→ EXERCISE REQUIREMENTS:
a: According to the passage on Pharaoh, how many sections did historians estimate Fir’aun divided his people into?
b: Please reproduce part of the passage on Pharaoh word for word: begin at the words "Divide and rule" and stop after "beard or niqab.".

→ PASSAGE PROVIDED:
* begin *

The death of George Floyd matters

The death of George Floyd matters

In the opening verses of Surat al Qasas, Allah Almighty says:

We recite to you from the story of Moses and Pharaoh—in truth—for people who believe.

Pharaoh exalted himself in the land,and divided its people into factions. He persecuted a group of them, slaughtering their sons, while sparing their daughters. He was one of the mischief makers. (28:2-4)

Fir’aun is the symbol of arrogance

Allah Almighty mentions Fir’aun in about 70 verses of the Quran, in 28 different surahs. He is the symbol of oppression and corruption, a despicable tyrant and the embodiment of evil. Allah therefore uses him to warn believers not to fall into the trap of getting too big for their boots.

Allah Almighty here describes Fir’aun’s corruption. He was exalted in the land, not one of the ordinary people, not just a cut above, but a superior being, the son of the sun. In their tradition the sun was a god, so in effect he set himself up as being divine. And he claimed at one point that he is a Lord:

He said: I am your Lord the most high. (79:24).

Accordingly he started looking down at others, despising them and oppressing them. This is kibr (arrogance).

The first sin was kibr

The first very first manifestation of arrogance is in the story of Iblees when he claimed he was better than Adam, and refused to bow down to him as commanded:

‘I am better than him (Adam), You created me from fire, and him You created from clay.’ (7:12)

This was his sin. Kibr.

Superiority manifests itself in evil ways

Fir’aun was following shaytan’s footsteps. He considered himself better than others. Similarly we see the story of George Floyd which is in the headlines every day. A group of people feel there are better than another, that they have the right to persecute them, to kill them, hit them, imprison them disrespect them and step on them, humiliate them and insult them. Why? Because they can get away with it. It is systemic oppression.

Divide and rule

Fir’aun and his supporters were spreading corruption everywhere. Their story is not told for entertainment, it is to warn us. The way Fir’aun controlled his people was by dividing them and planting discord among them, so he could pull the strings, and keep them busy fighting among themselves, so they would not rise up against him.

We see this pattern among all oppressors and tyrants throughout history and throughout the world. Divide and conquer. In history they estimated Fir’aun divided his people in 36 sections. So he persecuted a group of them, not all of them. Similarly we see the African Americans, or Muslims or Arabs and other groups persecuted in different places not because of any valid reason, but because of the colour of their skin or they way they dress or because of the way they look: their beard or niqab.

* end *

→ DATASET CONTENT:
* begin *

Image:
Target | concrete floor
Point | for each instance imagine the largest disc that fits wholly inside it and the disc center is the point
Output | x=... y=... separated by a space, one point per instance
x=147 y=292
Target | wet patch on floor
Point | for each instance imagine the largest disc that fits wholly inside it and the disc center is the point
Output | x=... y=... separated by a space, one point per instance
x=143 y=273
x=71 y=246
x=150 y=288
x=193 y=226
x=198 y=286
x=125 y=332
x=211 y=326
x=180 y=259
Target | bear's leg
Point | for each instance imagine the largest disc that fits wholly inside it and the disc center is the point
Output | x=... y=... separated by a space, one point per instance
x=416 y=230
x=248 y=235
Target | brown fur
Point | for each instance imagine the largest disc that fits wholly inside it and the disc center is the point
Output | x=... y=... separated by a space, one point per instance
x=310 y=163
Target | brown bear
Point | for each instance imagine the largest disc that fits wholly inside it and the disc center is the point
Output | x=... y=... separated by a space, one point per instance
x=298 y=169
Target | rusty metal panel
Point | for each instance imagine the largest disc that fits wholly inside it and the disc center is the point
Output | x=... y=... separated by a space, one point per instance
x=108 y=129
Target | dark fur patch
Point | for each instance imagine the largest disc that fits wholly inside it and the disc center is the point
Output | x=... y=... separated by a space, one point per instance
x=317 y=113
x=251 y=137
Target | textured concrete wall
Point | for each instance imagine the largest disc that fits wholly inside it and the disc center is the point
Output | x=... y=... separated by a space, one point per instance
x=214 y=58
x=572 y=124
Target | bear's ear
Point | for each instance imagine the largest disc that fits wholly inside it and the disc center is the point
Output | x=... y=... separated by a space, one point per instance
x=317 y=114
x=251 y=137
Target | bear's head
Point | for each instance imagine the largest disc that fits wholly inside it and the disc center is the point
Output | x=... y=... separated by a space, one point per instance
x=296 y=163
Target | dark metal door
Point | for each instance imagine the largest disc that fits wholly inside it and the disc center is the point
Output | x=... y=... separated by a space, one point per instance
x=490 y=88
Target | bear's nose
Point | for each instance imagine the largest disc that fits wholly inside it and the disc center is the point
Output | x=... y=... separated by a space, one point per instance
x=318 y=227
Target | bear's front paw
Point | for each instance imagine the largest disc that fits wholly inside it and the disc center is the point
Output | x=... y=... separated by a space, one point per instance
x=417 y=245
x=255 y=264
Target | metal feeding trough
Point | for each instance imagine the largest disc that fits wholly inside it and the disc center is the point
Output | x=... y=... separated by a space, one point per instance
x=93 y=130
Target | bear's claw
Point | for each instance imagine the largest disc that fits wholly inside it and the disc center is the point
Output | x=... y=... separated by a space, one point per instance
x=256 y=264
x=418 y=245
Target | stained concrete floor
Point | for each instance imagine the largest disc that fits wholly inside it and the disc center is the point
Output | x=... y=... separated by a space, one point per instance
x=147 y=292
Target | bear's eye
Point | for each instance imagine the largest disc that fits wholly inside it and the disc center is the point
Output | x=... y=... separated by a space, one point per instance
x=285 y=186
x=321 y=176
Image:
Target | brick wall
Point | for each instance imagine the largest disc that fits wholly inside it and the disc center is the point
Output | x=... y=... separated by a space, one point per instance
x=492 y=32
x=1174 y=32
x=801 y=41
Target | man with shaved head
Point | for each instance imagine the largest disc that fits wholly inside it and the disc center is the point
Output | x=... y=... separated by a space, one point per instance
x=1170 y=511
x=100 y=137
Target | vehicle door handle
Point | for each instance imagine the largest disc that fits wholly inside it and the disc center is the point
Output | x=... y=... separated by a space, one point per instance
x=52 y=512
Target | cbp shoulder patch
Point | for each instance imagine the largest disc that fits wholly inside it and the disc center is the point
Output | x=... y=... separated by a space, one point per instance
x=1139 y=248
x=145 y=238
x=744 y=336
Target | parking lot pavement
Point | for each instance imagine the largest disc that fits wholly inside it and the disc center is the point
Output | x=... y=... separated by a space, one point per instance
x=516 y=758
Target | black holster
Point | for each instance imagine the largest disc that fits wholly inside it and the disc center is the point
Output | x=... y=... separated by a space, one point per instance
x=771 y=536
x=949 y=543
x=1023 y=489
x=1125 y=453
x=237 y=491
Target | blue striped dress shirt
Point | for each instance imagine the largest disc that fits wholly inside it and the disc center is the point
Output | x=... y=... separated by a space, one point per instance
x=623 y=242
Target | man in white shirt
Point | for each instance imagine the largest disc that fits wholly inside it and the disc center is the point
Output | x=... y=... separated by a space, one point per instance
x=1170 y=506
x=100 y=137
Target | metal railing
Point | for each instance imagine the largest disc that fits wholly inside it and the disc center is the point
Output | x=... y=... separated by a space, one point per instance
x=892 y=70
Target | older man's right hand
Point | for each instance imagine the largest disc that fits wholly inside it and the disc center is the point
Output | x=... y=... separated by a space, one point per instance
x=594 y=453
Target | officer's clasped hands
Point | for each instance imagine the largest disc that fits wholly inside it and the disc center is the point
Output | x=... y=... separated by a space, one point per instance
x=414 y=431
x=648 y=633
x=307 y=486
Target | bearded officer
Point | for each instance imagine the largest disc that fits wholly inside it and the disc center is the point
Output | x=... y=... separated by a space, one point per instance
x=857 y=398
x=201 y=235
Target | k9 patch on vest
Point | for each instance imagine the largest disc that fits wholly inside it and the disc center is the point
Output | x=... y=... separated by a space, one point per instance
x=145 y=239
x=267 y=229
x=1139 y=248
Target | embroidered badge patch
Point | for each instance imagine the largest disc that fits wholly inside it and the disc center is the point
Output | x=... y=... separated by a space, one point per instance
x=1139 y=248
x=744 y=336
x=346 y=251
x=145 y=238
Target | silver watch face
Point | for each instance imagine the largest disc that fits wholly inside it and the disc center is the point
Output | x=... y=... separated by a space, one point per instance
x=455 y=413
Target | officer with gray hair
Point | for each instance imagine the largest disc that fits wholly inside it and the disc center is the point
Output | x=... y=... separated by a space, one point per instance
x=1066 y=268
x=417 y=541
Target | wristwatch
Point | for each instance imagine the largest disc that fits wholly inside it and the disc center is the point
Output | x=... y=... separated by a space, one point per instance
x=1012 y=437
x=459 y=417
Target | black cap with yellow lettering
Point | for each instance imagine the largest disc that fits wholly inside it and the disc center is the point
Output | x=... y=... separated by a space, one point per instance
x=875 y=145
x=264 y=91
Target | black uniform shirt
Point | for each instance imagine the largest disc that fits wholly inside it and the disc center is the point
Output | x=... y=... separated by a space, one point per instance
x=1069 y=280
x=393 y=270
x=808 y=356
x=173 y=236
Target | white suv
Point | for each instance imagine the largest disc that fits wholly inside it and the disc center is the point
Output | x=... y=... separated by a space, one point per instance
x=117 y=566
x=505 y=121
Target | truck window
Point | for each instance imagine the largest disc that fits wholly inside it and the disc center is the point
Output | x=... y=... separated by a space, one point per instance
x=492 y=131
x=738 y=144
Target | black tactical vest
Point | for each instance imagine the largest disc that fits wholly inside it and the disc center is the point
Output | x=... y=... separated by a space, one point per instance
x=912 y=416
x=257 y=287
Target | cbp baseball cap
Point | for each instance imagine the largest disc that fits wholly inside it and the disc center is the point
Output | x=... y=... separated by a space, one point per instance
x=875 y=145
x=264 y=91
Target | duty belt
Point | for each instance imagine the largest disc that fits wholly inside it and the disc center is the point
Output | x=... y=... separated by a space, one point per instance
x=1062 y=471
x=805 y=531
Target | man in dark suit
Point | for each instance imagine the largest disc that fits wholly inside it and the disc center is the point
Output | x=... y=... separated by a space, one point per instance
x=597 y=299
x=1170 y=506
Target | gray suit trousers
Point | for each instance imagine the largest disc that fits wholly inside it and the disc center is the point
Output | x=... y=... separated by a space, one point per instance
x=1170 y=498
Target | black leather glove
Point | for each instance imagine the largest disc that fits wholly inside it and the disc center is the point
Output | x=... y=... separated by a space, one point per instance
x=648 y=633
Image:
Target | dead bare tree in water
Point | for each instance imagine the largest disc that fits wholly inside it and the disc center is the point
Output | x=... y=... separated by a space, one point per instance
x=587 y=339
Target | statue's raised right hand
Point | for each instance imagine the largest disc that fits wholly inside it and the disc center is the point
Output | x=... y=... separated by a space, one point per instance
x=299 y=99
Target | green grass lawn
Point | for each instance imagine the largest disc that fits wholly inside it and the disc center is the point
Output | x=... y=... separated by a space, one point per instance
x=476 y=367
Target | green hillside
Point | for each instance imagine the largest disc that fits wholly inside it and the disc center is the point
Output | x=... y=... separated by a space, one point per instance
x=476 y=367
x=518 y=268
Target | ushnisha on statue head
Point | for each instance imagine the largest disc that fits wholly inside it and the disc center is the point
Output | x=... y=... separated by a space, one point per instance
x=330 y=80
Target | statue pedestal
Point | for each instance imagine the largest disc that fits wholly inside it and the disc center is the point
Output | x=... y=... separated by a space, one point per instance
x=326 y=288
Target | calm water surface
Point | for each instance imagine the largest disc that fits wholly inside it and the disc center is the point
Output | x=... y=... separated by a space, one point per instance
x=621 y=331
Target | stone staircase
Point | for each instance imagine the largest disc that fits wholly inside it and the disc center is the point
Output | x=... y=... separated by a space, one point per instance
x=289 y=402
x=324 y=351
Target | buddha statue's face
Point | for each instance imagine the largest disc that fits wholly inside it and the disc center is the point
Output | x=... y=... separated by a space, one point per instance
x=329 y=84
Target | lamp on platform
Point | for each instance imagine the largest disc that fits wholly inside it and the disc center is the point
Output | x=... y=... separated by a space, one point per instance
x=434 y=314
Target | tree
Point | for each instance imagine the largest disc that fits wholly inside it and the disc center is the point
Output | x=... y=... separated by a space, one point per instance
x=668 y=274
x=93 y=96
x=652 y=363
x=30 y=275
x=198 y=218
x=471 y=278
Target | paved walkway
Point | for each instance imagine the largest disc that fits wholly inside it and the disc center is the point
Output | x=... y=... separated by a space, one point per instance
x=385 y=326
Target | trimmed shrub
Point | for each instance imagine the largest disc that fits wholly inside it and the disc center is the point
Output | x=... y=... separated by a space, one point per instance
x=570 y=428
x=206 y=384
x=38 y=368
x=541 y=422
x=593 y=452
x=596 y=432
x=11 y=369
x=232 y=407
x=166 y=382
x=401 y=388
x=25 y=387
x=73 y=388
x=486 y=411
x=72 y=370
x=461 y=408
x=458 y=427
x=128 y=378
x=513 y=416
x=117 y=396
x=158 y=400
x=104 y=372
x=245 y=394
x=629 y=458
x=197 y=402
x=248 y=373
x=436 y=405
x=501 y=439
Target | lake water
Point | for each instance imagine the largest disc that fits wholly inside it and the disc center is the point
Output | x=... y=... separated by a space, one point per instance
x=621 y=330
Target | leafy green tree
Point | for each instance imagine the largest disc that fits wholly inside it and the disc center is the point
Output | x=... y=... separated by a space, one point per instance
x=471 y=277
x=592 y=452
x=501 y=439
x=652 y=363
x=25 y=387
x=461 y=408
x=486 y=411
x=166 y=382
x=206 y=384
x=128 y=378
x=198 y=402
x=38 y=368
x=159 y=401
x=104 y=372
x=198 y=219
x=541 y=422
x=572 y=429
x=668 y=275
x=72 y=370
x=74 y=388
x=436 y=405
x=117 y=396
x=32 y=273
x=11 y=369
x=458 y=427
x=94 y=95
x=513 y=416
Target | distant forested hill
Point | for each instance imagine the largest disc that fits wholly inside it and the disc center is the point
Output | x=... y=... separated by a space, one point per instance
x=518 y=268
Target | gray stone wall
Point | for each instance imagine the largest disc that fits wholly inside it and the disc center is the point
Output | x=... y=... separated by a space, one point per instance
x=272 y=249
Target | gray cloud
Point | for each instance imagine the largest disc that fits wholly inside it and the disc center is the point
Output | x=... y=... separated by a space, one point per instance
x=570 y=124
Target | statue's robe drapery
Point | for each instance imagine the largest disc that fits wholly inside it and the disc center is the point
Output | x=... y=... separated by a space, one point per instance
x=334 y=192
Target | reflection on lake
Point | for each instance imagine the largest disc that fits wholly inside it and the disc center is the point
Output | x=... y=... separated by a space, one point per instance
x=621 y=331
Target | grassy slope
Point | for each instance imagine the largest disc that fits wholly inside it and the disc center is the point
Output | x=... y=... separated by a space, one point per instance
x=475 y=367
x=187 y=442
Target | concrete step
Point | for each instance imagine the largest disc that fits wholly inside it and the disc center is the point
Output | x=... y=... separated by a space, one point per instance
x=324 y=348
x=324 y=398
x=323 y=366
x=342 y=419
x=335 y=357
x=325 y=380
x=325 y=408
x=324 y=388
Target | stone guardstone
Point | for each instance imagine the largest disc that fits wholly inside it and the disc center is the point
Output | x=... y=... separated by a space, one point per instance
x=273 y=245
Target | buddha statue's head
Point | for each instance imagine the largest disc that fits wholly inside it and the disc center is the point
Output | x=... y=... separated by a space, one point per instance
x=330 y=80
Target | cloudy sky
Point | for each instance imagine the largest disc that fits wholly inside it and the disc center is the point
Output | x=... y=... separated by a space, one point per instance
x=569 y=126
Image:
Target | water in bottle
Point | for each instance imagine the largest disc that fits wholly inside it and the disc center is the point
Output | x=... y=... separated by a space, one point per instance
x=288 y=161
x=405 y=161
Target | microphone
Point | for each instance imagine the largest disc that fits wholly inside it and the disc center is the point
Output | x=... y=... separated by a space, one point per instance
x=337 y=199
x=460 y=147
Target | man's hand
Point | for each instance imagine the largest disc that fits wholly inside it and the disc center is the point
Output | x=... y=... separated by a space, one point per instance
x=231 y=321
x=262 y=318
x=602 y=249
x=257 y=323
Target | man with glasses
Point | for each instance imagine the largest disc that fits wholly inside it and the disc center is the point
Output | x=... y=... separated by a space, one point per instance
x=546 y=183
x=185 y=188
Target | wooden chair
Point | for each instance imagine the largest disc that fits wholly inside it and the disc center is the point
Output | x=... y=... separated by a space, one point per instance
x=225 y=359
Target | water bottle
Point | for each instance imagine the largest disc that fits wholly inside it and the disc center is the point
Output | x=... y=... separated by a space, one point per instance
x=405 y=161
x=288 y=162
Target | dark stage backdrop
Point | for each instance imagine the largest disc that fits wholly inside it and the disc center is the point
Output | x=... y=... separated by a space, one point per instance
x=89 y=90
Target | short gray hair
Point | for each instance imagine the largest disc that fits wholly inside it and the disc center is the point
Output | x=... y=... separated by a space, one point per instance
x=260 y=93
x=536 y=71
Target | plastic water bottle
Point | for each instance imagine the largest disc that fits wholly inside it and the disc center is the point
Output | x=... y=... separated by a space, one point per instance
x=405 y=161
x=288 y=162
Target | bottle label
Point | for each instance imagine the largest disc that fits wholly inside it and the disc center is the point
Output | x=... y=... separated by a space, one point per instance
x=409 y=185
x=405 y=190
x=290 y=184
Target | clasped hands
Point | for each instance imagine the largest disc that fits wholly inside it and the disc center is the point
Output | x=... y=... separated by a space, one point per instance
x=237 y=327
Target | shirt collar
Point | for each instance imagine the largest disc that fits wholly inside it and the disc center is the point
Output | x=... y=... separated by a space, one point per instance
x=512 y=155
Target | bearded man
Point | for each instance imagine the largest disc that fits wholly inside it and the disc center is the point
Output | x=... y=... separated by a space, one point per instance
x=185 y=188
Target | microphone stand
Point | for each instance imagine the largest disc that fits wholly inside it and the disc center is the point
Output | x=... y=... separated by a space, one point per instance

* end *

→ REPLIES:
a: 36 sections.

b:
Divide and rule

Fir’aun and his supporters were spreading corruption everywhere. Their story is not told for entertainment, it is to warn us. The way Fir’aun controlled his people was by dividing them and planting discord among them, so he could pull the strings, and keep them busy fighting among themselves, so they would not rise up against him.

We see this pattern among all oppressors and tyrants throughout history and throughout the world. Divide and conquer. In history they estimated Fir’aun divided his people in 36 sections. So he persecuted a group of them, not all of them. Similarly we see the African Americans, or Muslims or Arabs and other groups persecuted in different places not because of any valid reason, but because of the colour of their skin or they way they dress or because of the way they look: their beard or niqab.